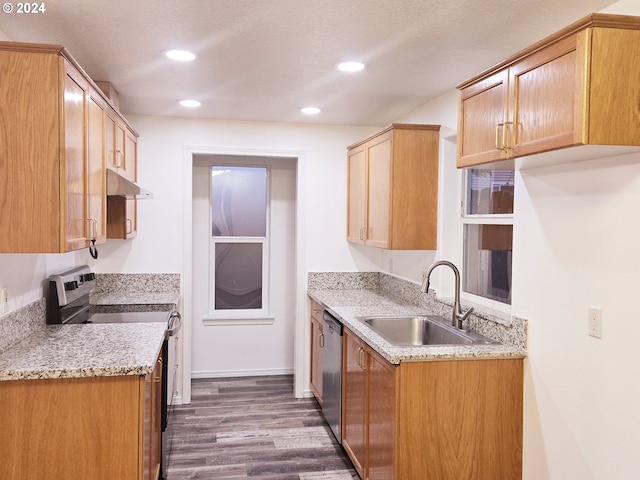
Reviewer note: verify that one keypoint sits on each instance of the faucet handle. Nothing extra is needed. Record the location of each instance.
(461, 317)
(466, 314)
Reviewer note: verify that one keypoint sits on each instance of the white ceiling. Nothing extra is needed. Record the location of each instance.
(262, 60)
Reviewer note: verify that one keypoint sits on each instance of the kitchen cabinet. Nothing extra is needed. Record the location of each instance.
(441, 420)
(317, 352)
(393, 188)
(368, 428)
(78, 428)
(52, 180)
(577, 87)
(122, 155)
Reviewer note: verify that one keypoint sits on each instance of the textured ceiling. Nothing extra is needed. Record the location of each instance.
(261, 60)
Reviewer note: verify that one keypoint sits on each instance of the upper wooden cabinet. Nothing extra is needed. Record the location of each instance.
(578, 87)
(122, 157)
(52, 175)
(393, 188)
(58, 134)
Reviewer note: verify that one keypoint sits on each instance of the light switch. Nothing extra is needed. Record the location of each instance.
(595, 322)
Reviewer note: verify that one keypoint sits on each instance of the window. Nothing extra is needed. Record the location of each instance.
(487, 223)
(239, 241)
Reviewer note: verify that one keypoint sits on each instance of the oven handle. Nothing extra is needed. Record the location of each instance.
(175, 323)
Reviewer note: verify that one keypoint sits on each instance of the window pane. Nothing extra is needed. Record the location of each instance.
(489, 191)
(238, 276)
(239, 201)
(487, 261)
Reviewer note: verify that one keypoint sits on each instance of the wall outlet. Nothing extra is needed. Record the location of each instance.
(4, 300)
(595, 322)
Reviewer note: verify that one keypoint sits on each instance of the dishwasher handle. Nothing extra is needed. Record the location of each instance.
(332, 323)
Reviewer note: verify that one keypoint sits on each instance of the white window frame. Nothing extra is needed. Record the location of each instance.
(480, 219)
(241, 316)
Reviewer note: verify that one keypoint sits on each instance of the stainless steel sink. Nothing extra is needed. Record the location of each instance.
(422, 330)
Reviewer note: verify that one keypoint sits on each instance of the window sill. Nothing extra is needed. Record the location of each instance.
(214, 321)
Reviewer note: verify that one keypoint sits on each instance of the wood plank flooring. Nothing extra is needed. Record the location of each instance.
(252, 427)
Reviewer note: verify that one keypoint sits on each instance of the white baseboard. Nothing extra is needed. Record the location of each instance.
(241, 373)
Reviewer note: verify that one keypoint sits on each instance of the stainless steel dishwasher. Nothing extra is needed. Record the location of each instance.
(332, 374)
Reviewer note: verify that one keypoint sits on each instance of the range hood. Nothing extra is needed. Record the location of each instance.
(119, 186)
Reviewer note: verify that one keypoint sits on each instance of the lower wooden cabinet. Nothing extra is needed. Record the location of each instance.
(317, 350)
(368, 433)
(81, 428)
(444, 420)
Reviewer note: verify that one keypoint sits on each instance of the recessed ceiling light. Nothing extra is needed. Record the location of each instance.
(190, 103)
(350, 66)
(310, 110)
(180, 55)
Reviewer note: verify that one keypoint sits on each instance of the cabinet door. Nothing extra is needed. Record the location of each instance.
(354, 397)
(96, 179)
(482, 116)
(357, 195)
(382, 418)
(76, 221)
(378, 152)
(317, 345)
(545, 97)
(130, 155)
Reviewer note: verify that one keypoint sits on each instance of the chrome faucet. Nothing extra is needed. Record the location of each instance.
(457, 317)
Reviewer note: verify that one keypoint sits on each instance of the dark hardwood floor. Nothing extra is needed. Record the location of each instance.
(252, 427)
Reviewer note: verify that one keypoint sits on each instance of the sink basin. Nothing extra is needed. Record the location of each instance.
(422, 330)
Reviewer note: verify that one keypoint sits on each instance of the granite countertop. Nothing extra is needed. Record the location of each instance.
(347, 305)
(136, 298)
(84, 350)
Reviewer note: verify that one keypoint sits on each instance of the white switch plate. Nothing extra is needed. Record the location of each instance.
(4, 300)
(595, 322)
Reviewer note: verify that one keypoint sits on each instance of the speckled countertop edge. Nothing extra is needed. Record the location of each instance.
(348, 305)
(71, 351)
(136, 298)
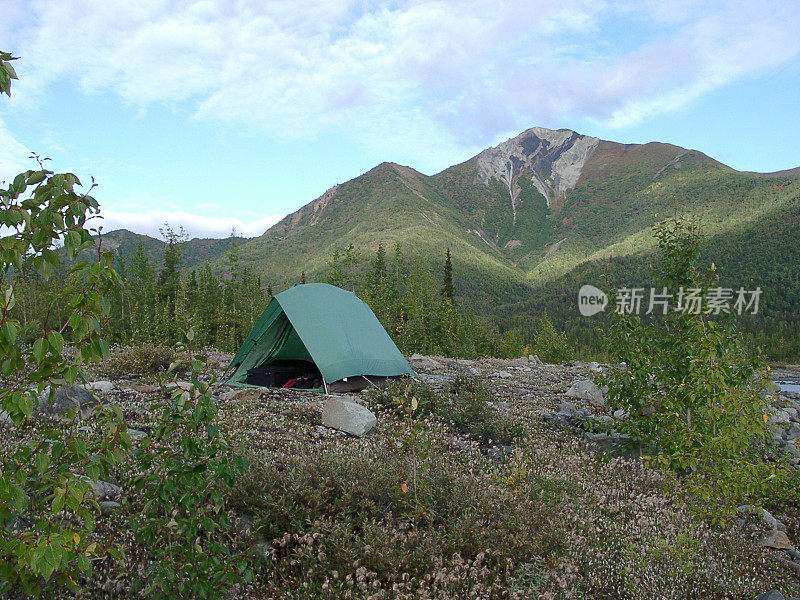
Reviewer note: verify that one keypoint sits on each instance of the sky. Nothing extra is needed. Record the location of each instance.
(221, 114)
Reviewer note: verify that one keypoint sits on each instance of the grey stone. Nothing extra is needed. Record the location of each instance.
(777, 416)
(99, 386)
(793, 451)
(454, 364)
(109, 507)
(588, 391)
(776, 539)
(345, 414)
(66, 399)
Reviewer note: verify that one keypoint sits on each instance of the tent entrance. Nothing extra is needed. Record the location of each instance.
(278, 373)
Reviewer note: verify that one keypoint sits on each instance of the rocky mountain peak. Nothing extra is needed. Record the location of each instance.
(553, 158)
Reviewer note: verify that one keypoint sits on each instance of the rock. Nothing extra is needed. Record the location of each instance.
(102, 490)
(418, 361)
(771, 595)
(320, 431)
(66, 399)
(765, 515)
(241, 395)
(776, 539)
(502, 374)
(109, 507)
(454, 364)
(567, 408)
(136, 434)
(345, 414)
(99, 386)
(587, 390)
(777, 416)
(144, 389)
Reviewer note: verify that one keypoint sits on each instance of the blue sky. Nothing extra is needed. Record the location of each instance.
(212, 114)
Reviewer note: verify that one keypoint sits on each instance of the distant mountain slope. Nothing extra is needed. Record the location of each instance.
(531, 215)
(194, 252)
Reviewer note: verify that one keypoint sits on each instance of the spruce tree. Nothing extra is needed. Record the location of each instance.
(447, 287)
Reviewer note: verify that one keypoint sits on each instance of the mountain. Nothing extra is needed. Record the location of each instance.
(529, 220)
(194, 252)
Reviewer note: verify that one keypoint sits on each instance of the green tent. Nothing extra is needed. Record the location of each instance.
(317, 327)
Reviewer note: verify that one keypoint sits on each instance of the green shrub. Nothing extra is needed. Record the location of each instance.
(146, 359)
(469, 408)
(399, 396)
(186, 470)
(45, 519)
(691, 389)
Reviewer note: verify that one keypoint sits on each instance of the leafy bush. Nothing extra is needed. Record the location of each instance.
(690, 388)
(146, 359)
(469, 409)
(45, 519)
(406, 397)
(186, 469)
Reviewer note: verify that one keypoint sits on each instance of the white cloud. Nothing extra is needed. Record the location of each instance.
(12, 155)
(418, 74)
(150, 222)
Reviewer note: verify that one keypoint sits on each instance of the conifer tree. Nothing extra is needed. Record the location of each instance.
(447, 286)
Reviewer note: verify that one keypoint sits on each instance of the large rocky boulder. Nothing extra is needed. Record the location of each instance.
(587, 390)
(99, 386)
(65, 399)
(345, 414)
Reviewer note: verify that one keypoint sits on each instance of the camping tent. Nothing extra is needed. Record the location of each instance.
(317, 328)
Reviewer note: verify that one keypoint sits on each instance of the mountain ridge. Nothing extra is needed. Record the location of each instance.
(524, 214)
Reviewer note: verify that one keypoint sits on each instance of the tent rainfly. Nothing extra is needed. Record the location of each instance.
(317, 329)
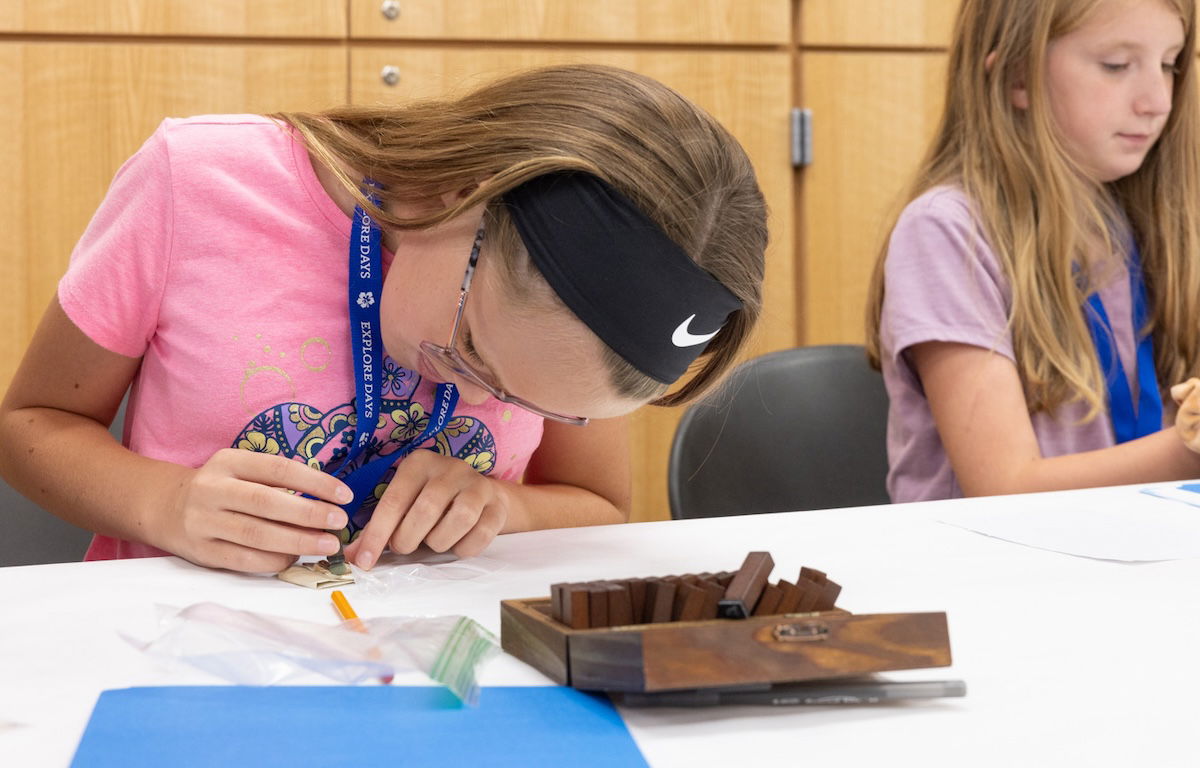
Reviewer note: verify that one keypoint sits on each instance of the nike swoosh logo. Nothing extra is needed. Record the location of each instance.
(683, 337)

- [Aim of the exercise] Find the line containing "the white cloud." in the listing above. Please restate word for word that line through the last one, leaving out the pictures.

- [Completed task]
Reviewer note: verify that one keypoint sits on each instance of the white cloud. Nothing extra is needed. Record the location of each instance.
(12, 155)
(418, 74)
(150, 222)
Reviewer note: verify that one keypoint sits on each instance of the conifer tree. Nothing extra is needed. Record the location of each instance.
(447, 286)
Reviewer note: verify that one keypoint sits on each instance of the large rocky boulder. Nothing extra is needed. Record the location of each instance.
(587, 390)
(99, 386)
(65, 399)
(345, 414)
Reviewer note: verify that one keypoint sits on each instance of the camping tent. Nothing extra is needed. Record the location of each instance.
(317, 328)
Reviewer note: verify that one keypoint sits on each instance of the mountain ridge. Nothing extra is needed. Record the location of each instance.
(524, 214)
Reviewer note: verify that one keypoint sits on each instance of the tent rainfly. Nothing extra is needed. Record the location of each instance.
(317, 329)
Reviewer note: verify that one keypoint sits on each instance of the nike swoosh logo. Nothing extra is needed. Record the location of each instance.
(683, 337)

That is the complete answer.